— Start Page extract —

Some churches in fast growing regions, such as Grace Church in Oklahoma, are developing annotated Sunday bulletins or service guides. These include a bit of history, perhaps, some explanations of practices such as the Collect for Purity, the Offertory, the Peace, or the Dismissal (the Sending Forth). Marion Hatchett’s Commentary of the American Prayer Book is a ready resource. His teaching can be edited to be easily understood by the neophyte.
A bulletin insert or handout can include several notes at once and can be included for the season, even taken home for later focused reading. If a church has a weekly bulletin, perhaps one liturgical bit each Sunday over several weeks, or a season. The long green season between Pentecost and Advent is a perfect time for this. For example:
The Collect of the Day: Collect is a word for a prayer that gathers together the threads of the readings or celebrations of the day and also collects the people together in prayer at the start of the liturgy. Each Sunday of the liturgical year has a Collect unto that Sunday, many of which were written by Thomas Cranmer for the first Book of Common Prayer in the 16th century.
These notes can help the congregation to better understand, not only what the various parts of the liturgy are meant to do, but also that as we participate in the liturgy we are joining in practices that have shaped Christians for hundreds of years. Liturgy notes can also provide a shared vocabulary for the congregation, leading, perhaps to conversations at coffee hour or in cars heading home, deepening the liturgical experience of formation.

— End Page extract —

## Set problem 1
For the passage on liturgy notes, decide whether each statement agrees with it: (a) Grace Church is located in Oklahoma. (b) Thomas Cranmer wrote many of the Sunday Collects for the second Book of Common Prayer. (c) The season between Pentecost and Advent is offered as a good time for sharing these notes. Answer yes or no for each, and quote the deciding words of the passage.

— Start Exercise inputs —

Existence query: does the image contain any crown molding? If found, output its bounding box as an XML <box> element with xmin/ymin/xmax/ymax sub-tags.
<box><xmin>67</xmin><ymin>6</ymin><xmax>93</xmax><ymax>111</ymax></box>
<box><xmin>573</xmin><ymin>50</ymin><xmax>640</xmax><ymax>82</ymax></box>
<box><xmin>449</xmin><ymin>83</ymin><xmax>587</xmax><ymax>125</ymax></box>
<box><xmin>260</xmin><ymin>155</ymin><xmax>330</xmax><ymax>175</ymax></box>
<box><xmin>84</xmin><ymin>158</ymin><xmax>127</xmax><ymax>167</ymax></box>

— End Exercise inputs —

## Set problem 2
Reproduce every line of the saved entries above, character for character.

## Full output 1
(a) Yes: "such as Grace Church in Oklahoma"
(b) No: "many of which were written by Thomas Cranmer for the first Book of Common Prayer in the 16th century"
(c) Yes: "The long green season between Pentecost and Advent is a perfect time for this."

## Full output 2
Existence query: does the image contain any crown molding? If found, output its bounding box as an XML <box> element with xmin/ymin/xmax/ymax sub-tags.
<box><xmin>67</xmin><ymin>6</ymin><xmax>93</xmax><ymax>111</ymax></box>
<box><xmin>573</xmin><ymin>50</ymin><xmax>640</xmax><ymax>82</ymax></box>
<box><xmin>449</xmin><ymin>83</ymin><xmax>587</xmax><ymax>125</ymax></box>
<box><xmin>260</xmin><ymin>155</ymin><xmax>330</xmax><ymax>175</ymax></box>
<box><xmin>84</xmin><ymin>158</ymin><xmax>127</xmax><ymax>167</ymax></box>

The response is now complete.